* **WHAT THE TASK REQUIRES**: Exactly reproduce each of the entries shown below.

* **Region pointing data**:
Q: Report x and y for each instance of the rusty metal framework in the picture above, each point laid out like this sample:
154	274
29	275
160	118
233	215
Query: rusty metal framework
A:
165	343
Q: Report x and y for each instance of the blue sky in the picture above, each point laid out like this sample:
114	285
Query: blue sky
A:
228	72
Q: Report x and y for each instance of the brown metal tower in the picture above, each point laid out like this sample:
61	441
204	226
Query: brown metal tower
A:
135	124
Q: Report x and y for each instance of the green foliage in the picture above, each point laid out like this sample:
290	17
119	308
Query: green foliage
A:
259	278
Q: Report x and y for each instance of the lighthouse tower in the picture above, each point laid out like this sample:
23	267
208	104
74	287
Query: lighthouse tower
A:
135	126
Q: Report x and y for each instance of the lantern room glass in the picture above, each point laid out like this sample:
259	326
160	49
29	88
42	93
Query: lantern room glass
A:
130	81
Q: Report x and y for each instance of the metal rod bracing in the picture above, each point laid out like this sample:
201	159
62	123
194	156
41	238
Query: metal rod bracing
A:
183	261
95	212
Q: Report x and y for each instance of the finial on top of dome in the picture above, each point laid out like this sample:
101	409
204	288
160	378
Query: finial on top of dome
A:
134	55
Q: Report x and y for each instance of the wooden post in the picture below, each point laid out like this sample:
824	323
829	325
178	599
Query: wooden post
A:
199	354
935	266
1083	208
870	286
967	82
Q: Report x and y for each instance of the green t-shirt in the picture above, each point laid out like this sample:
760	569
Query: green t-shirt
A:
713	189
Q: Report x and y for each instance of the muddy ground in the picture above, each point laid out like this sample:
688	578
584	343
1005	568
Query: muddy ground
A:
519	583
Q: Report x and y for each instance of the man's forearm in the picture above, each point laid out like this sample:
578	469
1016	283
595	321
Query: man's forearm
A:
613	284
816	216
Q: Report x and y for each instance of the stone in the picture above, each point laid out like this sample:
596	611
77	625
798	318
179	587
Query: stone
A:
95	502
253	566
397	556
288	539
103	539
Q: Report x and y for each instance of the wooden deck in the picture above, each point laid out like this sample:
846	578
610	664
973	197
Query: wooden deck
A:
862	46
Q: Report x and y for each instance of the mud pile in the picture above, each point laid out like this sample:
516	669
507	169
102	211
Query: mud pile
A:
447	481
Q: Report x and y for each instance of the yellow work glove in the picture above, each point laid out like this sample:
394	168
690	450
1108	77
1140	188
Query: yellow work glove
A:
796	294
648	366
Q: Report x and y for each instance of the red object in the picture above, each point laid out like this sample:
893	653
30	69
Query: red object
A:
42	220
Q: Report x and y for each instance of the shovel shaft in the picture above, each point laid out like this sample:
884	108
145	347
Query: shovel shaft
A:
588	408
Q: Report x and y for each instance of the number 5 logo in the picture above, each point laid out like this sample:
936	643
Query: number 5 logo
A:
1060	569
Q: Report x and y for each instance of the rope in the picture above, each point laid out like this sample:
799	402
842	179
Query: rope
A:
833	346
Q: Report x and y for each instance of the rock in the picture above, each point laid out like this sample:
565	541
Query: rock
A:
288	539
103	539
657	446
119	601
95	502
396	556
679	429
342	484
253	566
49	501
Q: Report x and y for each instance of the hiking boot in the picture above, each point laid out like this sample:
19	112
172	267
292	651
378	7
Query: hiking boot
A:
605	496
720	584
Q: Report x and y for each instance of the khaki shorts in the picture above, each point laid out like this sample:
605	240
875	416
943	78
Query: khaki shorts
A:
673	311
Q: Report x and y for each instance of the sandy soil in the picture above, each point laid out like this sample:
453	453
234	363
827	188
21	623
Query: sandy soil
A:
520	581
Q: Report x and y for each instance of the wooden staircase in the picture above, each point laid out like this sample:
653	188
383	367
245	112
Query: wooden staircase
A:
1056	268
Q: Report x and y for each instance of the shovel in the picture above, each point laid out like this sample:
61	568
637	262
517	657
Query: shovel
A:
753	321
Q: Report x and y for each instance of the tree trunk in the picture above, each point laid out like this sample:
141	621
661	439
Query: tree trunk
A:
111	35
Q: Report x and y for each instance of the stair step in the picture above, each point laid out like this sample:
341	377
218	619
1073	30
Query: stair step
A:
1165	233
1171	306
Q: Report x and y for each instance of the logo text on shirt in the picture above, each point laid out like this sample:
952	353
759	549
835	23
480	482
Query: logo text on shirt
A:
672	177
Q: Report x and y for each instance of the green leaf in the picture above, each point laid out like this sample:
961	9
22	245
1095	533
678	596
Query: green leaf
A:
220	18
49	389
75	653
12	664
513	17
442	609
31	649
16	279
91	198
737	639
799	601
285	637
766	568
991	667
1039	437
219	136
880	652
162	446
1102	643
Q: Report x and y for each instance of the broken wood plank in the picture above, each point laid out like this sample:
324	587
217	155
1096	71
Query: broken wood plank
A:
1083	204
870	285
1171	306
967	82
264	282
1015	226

* **PROBLEM SOLUTION**:
Q: Report x and y for each instance of the rusty metal framework in the picture above, each point laid out like this sample:
154	274
29	275
160	118
233	215
Query: rusty metal framework
A:
165	343
Q: Report x and y for each instance of the blue sky in the picture above, each point laid out like this sample:
114	285
Query: blue sky
A:
228	72
Q: Report x and y for each instance of the brown metal tower in the picture above, each point laid out like this sample:
61	441
204	226
Query: brown metal tower
A:
135	124
Q: Report x and y for each instance of the green foliage in the picture above, each point laid out like this sample:
290	17
119	308
Query: green foliage
A:
259	278
Q: Report x and y for each instance of the lighthouse tower in the picture above, each point laid out like this sample:
23	267
208	104
74	287
Query: lighthouse tower
A:
135	126
Q: Report x and y for each instance of the lantern room glass in the picture above, each point laid out like this sample:
259	326
160	49
29	88
42	93
Query: lantern room glass
A:
130	81
Q: Report x and y for each instance of the metal rod bracing in the picture above, each point laid out like this sample:
201	159
62	123
194	156
41	238
Query: metal rod bracing
A:
183	261
95	212
Q: Report x and y for each instance of the finial on top of dome in the picture above, each point laid out like this sample:
101	409
204	288
160	378
Query: finial on top of dome
A:
134	55
Q: Report x and y for each instance of the wooden post in the picture below, each point laid out like this sample:
824	323
829	325
178	599
Query: wooden post
A:
199	354
935	266
1083	208
870	286
967	82
Q: Report x and y for each instance of the green t-shirt in the picture above, each point laid out like this sample:
760	569
Query: green t-shirt
A:
713	189
Q: Report x and y for each instance of the muddy ground in the picture above, each point laid out like this sample:
688	578
584	343
1005	568
Query: muddy ground
A:
519	583
Q: Report x and y for each instance of the man's forearm in the picture above, each point laid out like this sample:
578	469
1016	283
595	321
Query: man's forearm
A:
613	284
816	216
Q: Report x and y for each instance of the stone in the picture above, each point laid out like this sample:
596	611
77	625
798	318
179	587
Query: stone
A:
95	502
253	566
397	556
288	539
103	539
Q: Report x and y for each instance of the wooden deck in the picture above, each point laid out like this sample:
846	578
610	664
973	197
Query: wooden deck
A:
862	46
Q: Report x and y for each instance of the mud pile in the picture above, each point laid out like this sample:
516	669
507	169
102	211
Query: mud pile
A:
447	481
Q: Report x and y for each instance of the yellow work glove in the picture above, each point laid out like this sample:
394	168
690	450
1108	77
1140	188
Query: yellow work glove
A:
796	294
648	366
Q: Report x and y for each instance of the red object in the picture above, each point laid out like this sample:
893	653
30	69
Query: red object
A:
42	220
Q: Report x and y for each instance of the shovel shaft in the picture above, each point laid out like this sample:
884	108
145	347
Query: shovel shaft
A:
588	408
Q: Report x and y for each instance of the number 5 logo in the picture above, each point laid out like this sample:
936	643
Query: number 5 logo
A:
1060	569
Q: Report x and y for each instance of the rope in the picture above, each point laid out like this sample:
799	402
842	179
Query: rope
A:
833	346
Q: Report x and y for each instance of the rock in the picture above, each point laid out like this sample:
565	541
Query: rock
A:
288	539
103	539
657	446
119	601
95	502
396	556
679	429
342	484
253	566
49	501
Q: Report x and y for each instance of the hiking boot in the picture above, each point laid out like this sample:
19	112
172	267
292	651
378	7
Query: hiking boot
A:
605	496
720	584
Q: Report x and y for each instance of the khaki shorts in the picture above, each point laid out like this sample:
605	240
875	416
943	78
Query: khaki shorts
A:
673	311
Q: Report x and y for each instance of the sandy soil in the picture above, each point laid out like this sample:
453	453
234	363
827	188
21	623
Query: sandy soil
A:
520	581
Q: Report x and y for each instance of the wooden staircase in the picture above, each point laid out like this sample:
653	188
383	367
245	112
Query: wooden staircase
A:
1056	268
Q: Report x and y for each instance of the shovel in the picture above, each point laid out like this sample:
61	568
637	262
517	657
Query: shovel
A:
753	321
Q: Report x and y for each instance of the tree trunk in the picture above, each point laid out like this sample:
141	621
661	439
Query: tree trunk
A:
111	35
Q: Report x and y for each instance of the stair step in the picture above, each point laid out like this sample:
341	377
218	619
1073	30
Query: stair step
A:
1165	233
1171	306
Q: Report x and y for each instance of the logo text on shirt in the picture above, each point laid out like this sample:
952	353
759	549
835	23
480	482
Query: logo text on shirt
A:
672	177
Q: Report x and y for each instance of the green leaf in the picture above, each point laid out like this sample:
961	9
22	245
1095	533
678	596
Query: green leaf
A:
220	18
49	389
75	653
12	664
513	17
442	609
31	649
16	279
91	198
737	639
799	601
285	637
766	568
991	667
1039	437
219	136
880	652
162	446
1102	643
Q: Report x and y for each instance of the broken wood plank in the picture above, each point laid out like this sample:
324	587
217	155
1096	71
Query: broken wood plank
A:
1083	204
870	285
1171	306
967	82
264	282
1015	226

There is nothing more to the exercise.